◆ EXERCISE PROMPT:
Would you repeat each of the lines below exactly?

◆ GIVEN ENTRIES:
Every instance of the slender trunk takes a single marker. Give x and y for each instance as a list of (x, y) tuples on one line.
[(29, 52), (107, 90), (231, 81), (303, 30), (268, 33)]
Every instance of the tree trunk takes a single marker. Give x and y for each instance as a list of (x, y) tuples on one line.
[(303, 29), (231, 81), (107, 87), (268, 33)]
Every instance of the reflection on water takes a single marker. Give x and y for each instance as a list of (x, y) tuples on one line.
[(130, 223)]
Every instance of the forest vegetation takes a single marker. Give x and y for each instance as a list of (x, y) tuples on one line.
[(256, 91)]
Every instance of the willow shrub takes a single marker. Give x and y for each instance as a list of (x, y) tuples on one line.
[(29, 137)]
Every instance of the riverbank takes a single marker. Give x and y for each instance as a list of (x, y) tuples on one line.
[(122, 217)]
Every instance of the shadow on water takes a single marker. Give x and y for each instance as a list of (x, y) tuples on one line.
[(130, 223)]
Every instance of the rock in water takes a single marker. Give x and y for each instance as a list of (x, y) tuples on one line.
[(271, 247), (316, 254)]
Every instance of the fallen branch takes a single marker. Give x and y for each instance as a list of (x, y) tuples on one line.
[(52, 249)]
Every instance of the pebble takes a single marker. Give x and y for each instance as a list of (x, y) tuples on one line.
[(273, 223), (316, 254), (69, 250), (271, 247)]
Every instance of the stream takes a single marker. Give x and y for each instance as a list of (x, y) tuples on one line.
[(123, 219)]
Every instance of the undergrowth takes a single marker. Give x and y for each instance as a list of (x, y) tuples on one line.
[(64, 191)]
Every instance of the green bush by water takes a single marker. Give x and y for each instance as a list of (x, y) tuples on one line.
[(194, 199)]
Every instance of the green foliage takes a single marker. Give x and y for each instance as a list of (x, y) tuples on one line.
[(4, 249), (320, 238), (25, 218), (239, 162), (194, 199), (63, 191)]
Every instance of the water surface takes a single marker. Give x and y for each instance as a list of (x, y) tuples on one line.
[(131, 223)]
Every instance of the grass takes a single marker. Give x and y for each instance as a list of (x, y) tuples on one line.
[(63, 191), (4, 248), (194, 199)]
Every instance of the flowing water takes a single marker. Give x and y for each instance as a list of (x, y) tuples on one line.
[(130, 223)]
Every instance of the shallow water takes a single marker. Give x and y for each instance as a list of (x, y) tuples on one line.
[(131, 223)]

◆ SOLUTION TO THIS EXERCISE:
Every instance of the slender trunk takes a single marker. Give x and y for each instance as a list of (x, y) tuples on one line.
[(29, 52), (107, 90), (231, 81), (303, 30), (268, 33)]
Every instance of the tree trunk takes a single marker. Give x and y for each instance as a list of (x, y) tuples on one line.
[(303, 29), (231, 81), (107, 87), (268, 33)]
Every instance of the reflection on water takes a single marker. Give x and y for each instance as a list of (x, y) tuples on one line.
[(130, 223)]
Every instance of the forest vegetation takes a single marker. Give x and y for each instance as a list of (x, y) tuples on one line.
[(256, 91)]
Every instance of the willow shrub takes a single marker. Give x and y for each instance as a list of (x, y) tuples on one line.
[(29, 137)]
Every instance of the riverbank takes a single marker. Give x and y for each instance as a list of (x, y) tuples on one line.
[(122, 217)]
Every instance of the shadow on water takes a single marker. Give x and y for each instance as a list of (x, y) tuples on one line.
[(130, 223)]
Every instance of the rock in water takes a single marker. Give x and y for each instance as a list of (x, y) tuples on one line.
[(271, 247), (316, 254)]
Every instance of the fallen branch takes a single marker. Give x and y for each instance as a list of (x, y) tuples on one line.
[(52, 249)]
Every instance of the pebble takes a single marker. Give x and y for each instance as a list of (x, y) tuples on one line.
[(273, 223), (316, 254), (69, 250), (271, 247)]
Every instance of the stream takes a single marker. Give x and y for each instance as a list of (x, y) tuples on one line.
[(123, 219)]
Every instance of the undergrowth takes a single marker. Give x and y for each instance as a list of (x, y) tuples on one line.
[(64, 191)]
Every instance of the green bush by water takes a single marker. Give x and y for each instance as a list of (x, y) tuples on one line.
[(194, 199)]
Every instance of the green foliage takes a single marker. Give x and y for each instance as a list of (x, y) tuples on one line.
[(4, 249), (320, 238), (25, 218), (239, 162), (194, 199), (63, 191)]
Every instance of the water surface takes a single marker. Give x and y for each instance as a list of (x, y) tuples on one line.
[(131, 223)]
Every instance of the grass takes a single marker. Give x and y for each instance as a list of (x, y) tuples on one line.
[(63, 191), (4, 248), (194, 199)]
Every instance of the flowing water takes a single marker. Give x and y for each instance as a list of (x, y) tuples on one line.
[(130, 223)]
Every instance of the shallow water takes a single marker. Give x and y for each instance as a list of (x, y) tuples on one line.
[(131, 223)]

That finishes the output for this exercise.